* **WHAT YOU NEED TO DO**
Can you copy out every line of the records below, requests included, shifting each bounding-box coordinate in the answers up by 124?

(Excerpts from a detection dataset)
===
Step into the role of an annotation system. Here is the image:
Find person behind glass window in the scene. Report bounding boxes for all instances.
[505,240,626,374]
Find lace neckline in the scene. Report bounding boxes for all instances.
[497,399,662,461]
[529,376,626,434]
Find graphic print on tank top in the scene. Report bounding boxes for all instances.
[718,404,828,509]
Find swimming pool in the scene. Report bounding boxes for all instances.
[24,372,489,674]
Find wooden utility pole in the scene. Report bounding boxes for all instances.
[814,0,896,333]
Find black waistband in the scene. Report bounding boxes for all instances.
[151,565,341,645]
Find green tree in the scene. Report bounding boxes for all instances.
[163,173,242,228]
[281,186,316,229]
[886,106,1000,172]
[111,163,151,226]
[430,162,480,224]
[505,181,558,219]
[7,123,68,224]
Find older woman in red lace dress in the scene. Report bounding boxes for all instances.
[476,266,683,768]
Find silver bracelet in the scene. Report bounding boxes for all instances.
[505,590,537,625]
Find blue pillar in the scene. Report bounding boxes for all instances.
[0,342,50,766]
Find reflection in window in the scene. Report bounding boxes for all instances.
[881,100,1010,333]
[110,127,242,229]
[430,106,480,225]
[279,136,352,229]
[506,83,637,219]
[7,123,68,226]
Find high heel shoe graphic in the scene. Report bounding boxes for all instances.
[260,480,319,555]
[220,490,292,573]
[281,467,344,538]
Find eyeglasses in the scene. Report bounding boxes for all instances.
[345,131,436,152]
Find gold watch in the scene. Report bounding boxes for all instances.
===
* **THE RESULT**
Step into the role of an annotation system. Here is the image:
Find person behind glass window in the scene. Report bounding boxes for all instances.
[629,364,750,498]
Find lace neckline in the scene. Report bounding boxes for all instances.
[621,523,786,585]
[653,500,750,558]
Find graphic print on tank top in the scene. Report bounding boxes for all instances.
[842,528,952,633]
Find swimming pool in the scene. Report bounding boxes for all instances.
[148,496,613,798]
Find wooden utility pole in the scene. Report bounding boxes for all instances.
[938,124,1020,457]
Find black waistband in the scene. Report bounding boxes for all instances.
[275,689,465,769]
Find green tree in the scene. Report bounding boxes for all instances.
[287,297,366,352]
[405,310,440,353]
[1010,230,1124,296]
[235,287,275,350]
[554,286,604,348]
[629,305,682,343]
[131,247,192,348]
Find older woman in red lace dress in the scene. Report bounding boxes for all instances.
[600,390,807,892]
Find silver bracelet in the scene. Report bounding boxes for all instances.
[629,714,661,749]
Find blue pillar in the scene. Report bounding boxes for all instances.
[124,466,174,890]
Find reflection in window in the scene. Report bounding boxes for all instances.
[1005,224,1134,457]
[234,251,366,353]
[554,230,604,349]
[403,260,476,353]
[630,207,761,343]
[131,247,192,350]
Find high heel shoe graphic in the scene. Report bounding boxes for all instances.
[384,604,443,679]
[344,614,416,697]
[405,591,468,662]
Find eyeglasses in the scene. Report bounding boxes for all instances.
[469,255,560,276]
Find gold watch in the scene. Report bounding boxes for all instances.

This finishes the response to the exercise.